(Extract Opens)

Monday 30 March 2015

As bad as we are, we don't deserve our media


The media we have now is better described as the "controversy industry". Instead of serving the public, it mainly serves their balance sheets and corporate interests depending which has the greater priority in the moment. With its power and financial clout it is extraordinarily successful in freezing out other ideas and non-approved discussions, and refuses to even air contradicting arguments inconvenient to their collective narratives. The censorship is censorship by omission in tandem with its own unified propaganda line.

This works alongside a general dumbing down of media whereby politics is entirely masturbatory - generating toxic controversy for the purposes of entertainment, often giving house-room to the likes of Katie Hopkins. The abandonment of reporting of parliamentary debates and committee work, instead focussing on the biff-bam politics of PMQ's, paints a wholly toxic narrative of how our politics works. It is shallow, dishonest and damaging.

(Extract Closes)

# [Problem A]
In the piece on the media, what name is the media we have now better described by?
# [Problem B]
Repeat the part of the piece on the media that opens with the words containing "As bad as we" and closes with "unified propaganda line.".

(Data extracts Opens)

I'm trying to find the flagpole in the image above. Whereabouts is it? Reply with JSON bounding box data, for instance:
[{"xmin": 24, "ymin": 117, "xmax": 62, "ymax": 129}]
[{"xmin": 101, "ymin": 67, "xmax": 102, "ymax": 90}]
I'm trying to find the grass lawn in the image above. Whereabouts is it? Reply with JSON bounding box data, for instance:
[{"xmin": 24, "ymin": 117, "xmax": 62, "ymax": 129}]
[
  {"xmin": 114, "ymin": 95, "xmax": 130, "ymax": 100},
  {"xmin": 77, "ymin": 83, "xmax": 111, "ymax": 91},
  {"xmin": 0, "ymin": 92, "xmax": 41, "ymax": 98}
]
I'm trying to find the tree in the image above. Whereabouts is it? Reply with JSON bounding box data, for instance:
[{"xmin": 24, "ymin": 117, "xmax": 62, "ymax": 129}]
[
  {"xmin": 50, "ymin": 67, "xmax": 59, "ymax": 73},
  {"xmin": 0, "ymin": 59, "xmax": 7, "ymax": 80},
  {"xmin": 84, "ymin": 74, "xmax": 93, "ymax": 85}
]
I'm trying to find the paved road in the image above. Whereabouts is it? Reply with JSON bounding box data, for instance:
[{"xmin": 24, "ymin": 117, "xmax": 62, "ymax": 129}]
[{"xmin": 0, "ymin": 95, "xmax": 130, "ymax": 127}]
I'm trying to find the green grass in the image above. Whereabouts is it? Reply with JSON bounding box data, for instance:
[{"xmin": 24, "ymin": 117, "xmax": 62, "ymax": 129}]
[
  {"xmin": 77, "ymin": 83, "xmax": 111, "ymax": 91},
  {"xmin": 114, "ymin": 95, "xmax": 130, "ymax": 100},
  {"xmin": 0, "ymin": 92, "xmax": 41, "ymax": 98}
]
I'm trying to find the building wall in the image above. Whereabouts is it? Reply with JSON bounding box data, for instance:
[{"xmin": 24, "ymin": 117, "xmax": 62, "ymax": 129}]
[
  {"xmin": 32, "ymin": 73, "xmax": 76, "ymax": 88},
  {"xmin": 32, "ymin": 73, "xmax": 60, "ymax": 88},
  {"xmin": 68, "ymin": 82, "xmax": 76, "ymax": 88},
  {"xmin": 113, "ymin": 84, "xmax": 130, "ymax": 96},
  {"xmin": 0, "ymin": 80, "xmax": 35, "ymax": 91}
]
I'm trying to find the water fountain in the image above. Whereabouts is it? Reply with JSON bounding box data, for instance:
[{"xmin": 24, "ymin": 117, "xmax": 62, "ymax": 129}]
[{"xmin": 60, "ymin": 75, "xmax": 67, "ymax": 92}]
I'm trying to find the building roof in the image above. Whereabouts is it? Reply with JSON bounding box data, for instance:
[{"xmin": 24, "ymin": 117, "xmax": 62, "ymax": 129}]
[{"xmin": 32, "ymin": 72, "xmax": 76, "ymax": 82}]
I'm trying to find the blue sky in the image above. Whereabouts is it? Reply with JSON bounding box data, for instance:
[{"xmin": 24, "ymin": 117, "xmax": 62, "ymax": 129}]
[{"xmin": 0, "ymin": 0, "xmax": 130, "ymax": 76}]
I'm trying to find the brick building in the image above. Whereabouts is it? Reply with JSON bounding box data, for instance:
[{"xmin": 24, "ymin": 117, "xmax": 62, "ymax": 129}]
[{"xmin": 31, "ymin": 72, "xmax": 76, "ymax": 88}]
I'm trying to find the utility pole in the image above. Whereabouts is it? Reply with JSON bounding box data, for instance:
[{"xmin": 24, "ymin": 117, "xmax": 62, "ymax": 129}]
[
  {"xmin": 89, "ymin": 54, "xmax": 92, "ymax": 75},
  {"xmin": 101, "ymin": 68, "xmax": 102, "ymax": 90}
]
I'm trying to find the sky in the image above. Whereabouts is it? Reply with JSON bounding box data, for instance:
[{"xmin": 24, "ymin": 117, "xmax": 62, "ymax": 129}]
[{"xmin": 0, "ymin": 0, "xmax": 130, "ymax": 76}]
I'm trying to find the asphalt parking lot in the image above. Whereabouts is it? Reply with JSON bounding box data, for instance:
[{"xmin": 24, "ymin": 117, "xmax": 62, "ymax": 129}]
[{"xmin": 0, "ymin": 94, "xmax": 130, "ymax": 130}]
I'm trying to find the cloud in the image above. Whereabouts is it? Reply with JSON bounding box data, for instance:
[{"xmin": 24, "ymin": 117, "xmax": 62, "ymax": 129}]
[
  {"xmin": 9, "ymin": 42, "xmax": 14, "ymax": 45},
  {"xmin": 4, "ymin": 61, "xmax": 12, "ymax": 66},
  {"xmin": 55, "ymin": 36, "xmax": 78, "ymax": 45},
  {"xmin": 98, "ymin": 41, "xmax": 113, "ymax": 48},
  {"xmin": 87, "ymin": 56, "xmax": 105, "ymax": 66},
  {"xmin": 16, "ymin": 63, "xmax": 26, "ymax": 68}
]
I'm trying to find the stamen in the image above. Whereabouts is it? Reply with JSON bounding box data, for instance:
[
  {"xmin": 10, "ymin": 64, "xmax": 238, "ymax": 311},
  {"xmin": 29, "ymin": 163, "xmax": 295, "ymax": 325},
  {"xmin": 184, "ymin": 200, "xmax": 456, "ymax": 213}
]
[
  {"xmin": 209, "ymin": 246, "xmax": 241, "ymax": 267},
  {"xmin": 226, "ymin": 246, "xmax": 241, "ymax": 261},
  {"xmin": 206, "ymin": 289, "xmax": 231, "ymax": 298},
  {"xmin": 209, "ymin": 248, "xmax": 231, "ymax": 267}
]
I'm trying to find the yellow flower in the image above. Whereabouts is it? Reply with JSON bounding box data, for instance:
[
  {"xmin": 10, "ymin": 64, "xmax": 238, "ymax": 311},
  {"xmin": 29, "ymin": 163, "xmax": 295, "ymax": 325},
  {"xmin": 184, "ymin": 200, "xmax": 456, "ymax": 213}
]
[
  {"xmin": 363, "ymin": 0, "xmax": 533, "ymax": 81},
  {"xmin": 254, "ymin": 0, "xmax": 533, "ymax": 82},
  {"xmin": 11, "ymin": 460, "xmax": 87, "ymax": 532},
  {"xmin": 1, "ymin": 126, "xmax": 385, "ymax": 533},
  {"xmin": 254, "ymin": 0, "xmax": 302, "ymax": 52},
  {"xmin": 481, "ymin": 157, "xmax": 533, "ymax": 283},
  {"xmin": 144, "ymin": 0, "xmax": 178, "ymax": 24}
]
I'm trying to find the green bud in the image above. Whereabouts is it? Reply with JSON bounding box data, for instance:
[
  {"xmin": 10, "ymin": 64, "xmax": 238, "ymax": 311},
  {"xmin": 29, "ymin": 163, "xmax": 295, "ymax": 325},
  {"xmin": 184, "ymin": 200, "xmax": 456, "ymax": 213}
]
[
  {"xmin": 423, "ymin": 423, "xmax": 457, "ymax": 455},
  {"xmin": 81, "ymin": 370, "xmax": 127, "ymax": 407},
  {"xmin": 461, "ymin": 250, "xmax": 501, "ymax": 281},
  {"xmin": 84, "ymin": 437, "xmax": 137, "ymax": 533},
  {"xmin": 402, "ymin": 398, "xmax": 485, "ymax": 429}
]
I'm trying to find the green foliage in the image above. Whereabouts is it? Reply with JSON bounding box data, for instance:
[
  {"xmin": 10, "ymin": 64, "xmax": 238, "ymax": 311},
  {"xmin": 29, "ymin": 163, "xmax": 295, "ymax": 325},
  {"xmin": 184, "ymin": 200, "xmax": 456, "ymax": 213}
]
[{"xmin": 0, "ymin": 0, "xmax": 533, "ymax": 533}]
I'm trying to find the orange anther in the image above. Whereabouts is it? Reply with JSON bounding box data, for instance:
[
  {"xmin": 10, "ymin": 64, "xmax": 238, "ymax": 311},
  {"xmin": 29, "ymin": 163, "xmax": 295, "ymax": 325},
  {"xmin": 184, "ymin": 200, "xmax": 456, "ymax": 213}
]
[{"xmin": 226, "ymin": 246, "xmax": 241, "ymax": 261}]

(Data extracts Closes)
(Data extracts Opens)

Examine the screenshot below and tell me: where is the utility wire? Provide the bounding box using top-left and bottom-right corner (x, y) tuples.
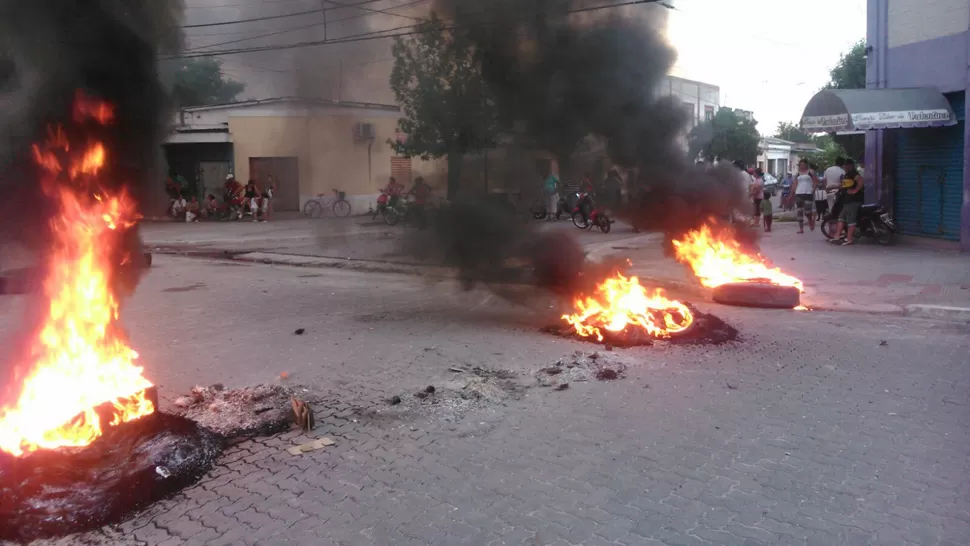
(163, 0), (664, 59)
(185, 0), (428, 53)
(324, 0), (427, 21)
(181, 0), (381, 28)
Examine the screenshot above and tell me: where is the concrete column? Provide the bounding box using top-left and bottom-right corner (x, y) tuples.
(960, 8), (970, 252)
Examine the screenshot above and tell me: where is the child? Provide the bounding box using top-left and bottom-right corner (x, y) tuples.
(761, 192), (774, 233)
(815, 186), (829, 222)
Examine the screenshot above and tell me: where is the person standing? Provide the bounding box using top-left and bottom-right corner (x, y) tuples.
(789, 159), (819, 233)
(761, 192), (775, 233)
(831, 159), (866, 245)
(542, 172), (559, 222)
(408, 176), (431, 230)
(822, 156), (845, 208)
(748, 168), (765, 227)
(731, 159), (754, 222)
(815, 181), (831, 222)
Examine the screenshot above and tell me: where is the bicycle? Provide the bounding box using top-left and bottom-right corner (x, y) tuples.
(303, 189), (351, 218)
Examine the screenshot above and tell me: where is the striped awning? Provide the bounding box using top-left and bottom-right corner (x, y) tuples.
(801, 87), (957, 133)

(Data extracts Closes)

# [Output A]
The "controversy industry".

# [Output B]
As bad as we are, we don't deserve our media


The media we have now is better described as the "controversy industry". Instead of serving the public, it mainly serves their balance sheets and corporate interests depending which has the greater priority in the moment. With its power and financial clout it is extraordinarily successful in freezing out other ideas and non-approved discussions, and refuses to even air contradicting arguments inconvenient to their collective narratives. The censorship is censorship by omission in tandem with its own unified propaganda line.